## START Document extract
The arithmetic of crisis
When the loans to AIG and Bear Stearns assets are added in, the gross public backing so far approaches 6% of GDP, well above the 3.7% of the savings-and-loan bail-out in the late 1980s and early 1990s (see chart 3). That would still be much less than the average cost of resolving banking crises around the world in the past three decades, which a study by Luc Laeven and Fabian Valencia, of the IMF, puts at 16%. One reason why bail-outs, especially in emerging markets, have been so costly is inadequate safeguards against abuse, says Gerard Caprio, an economist at Williams College. “There was a lot of outright looting going on.”
The Congressional Budget Office had pegged next year’s federal budget deficit at more than $400 billion, or 3% of GDP. Private estimates top $600 billion. Tack on $700 billion and various other crisis-related outlays and the total could reach 10% of GDP, notes JPMorgan Chase, a level last seen in the second world war. On September 22nd the euro made its largest-ever advance against the dollar on worries that America might one day inflate its way out of those debts. Such fears are compounded by the expansion of the Fed’s balance sheet. Some even think that the burden of repairing a broken financial system could place the dollar’s status as the world’s leading reserve currency in jeopardy.
## END Document extract
Given problem 1 | Please extract the passage from "The Congressional Budget" to "currency in jeopardy." in the text on the cost of the financial crisis, copying it word for word.
Given problem 2 | Extend the text on the cost of the financial crisis by writing what follows its final sentence.
## START Dataset content
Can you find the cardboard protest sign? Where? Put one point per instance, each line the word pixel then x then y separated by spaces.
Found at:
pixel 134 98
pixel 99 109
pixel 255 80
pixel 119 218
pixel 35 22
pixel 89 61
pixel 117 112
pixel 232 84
## END Dataset content
Exercise result 1 |
The Congressional Budget Office had pegged next year’s federal budget deficit at more than $400 billion, or 3% of GDP. Private estimates top $600 billion. Tack on $700 billion and various other crisis-related outlays and the total could reach 10% of GDP, notes JPMorgan Chase, a level last seen in the second world war. On September 22nd the euro made its largest-ever advance against the dollar on worries that America might one day inflate its way out of those debts. Such fears are compounded by the expansion of the Fed’s balance sheet. Some even think that the burden of repairing a broken financial system could place the dollar’s status as the world’s leading reserve currency in jeopardy.

Exercise result 2 |
The consequences will probably not be so far-reaching. The true cost to taxpayers is unlikely to be anywhere near $700 billion, because many of the acquired mortgages will be repaid. The expansion of the Fed’s balance sheet reflects a fear-induced demand for cash, which drove the federal funds rate above the 2% target.
It is more likely that the programme will not go far enough. Conscious of the public’s deep antipathy to anything that smacks of favours for Wall Street, politicians from both parties have insisted that the protection of the taxpayer be paramount. Yet the point of bail-outs is to socialise losses that are clogging the financial system. If taxpayers are completely insulated from losses, the bail-out will probably be ineffective. “The ultimate taxpayer protection will be the market stability provided,” Mr Paulson argues.
This is especially critical in deciding how the government will set the price for the assets it purchases. An impaired mortgage security might yield 65 cents on the dollar if held to maturity. But because the market is so illiquid and suspicion about mortgage values so high, it might fetch just 35 cents in the market today. Recapitalising banks would mean paying as close to 65 cents as possible. Those that valued them at less on their books could mark them up, boosting their capital. On the other hand, minimising taxpayer losses would dictate that the government seek to pay only 35 cents. But this would provide little benefit to the selling banks, and those that carried them at higher values on their books could see their capital further impaired.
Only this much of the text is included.